[Given records — start]
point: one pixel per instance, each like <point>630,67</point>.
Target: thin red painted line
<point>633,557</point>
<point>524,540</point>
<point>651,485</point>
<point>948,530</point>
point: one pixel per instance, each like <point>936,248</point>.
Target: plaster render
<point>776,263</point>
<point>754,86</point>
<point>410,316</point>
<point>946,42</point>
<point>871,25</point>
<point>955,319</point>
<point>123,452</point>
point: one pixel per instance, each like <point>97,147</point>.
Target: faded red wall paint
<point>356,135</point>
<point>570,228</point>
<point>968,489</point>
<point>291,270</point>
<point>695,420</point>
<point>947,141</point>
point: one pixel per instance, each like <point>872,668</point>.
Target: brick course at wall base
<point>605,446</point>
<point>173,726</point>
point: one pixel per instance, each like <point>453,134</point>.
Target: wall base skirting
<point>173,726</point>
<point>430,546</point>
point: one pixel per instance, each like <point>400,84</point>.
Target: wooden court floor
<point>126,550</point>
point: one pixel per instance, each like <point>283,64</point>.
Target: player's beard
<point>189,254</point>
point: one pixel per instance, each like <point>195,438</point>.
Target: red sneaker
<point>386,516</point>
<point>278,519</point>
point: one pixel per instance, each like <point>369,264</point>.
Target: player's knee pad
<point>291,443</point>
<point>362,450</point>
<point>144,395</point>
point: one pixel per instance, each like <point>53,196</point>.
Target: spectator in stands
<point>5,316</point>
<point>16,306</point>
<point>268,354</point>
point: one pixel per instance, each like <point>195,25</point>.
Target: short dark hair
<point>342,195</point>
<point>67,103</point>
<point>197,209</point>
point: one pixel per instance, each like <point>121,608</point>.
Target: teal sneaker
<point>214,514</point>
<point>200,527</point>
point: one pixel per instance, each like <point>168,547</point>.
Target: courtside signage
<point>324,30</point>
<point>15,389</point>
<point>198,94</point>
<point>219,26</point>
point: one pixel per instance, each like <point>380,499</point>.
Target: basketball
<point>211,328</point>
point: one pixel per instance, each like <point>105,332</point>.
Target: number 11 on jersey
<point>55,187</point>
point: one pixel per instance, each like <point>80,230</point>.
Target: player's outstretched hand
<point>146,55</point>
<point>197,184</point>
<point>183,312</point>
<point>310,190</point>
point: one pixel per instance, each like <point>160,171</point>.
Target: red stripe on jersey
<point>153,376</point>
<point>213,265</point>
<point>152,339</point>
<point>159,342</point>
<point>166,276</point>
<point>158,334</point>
[Given records — finish]
Repeat word for word the lines running from the line containing "point: one pixel per instance, each like <point>121,608</point>." to the end of the entries above, inclusive.

point: one pixel per instance, each like <point>121,608</point>.
Target: teal sneaker
<point>214,514</point>
<point>200,527</point>
point: one pixel per instance, each like <point>168,547</point>.
Target: courtside signage
<point>324,30</point>
<point>15,389</point>
<point>198,94</point>
<point>219,26</point>
point: one pixel per instance, each like <point>380,499</point>.
Target: basketball
<point>211,328</point>
point: one pixel per instance, each like <point>105,332</point>.
Target: number 11 on jersey
<point>55,187</point>
point: one pixel per instance, each like <point>80,230</point>.
Target: player's outstretched hand
<point>146,55</point>
<point>197,184</point>
<point>183,312</point>
<point>310,190</point>
point: one pixel per instance, each like <point>160,171</point>.
Target: red stripe on jersey
<point>153,376</point>
<point>213,265</point>
<point>152,339</point>
<point>159,342</point>
<point>166,276</point>
<point>158,334</point>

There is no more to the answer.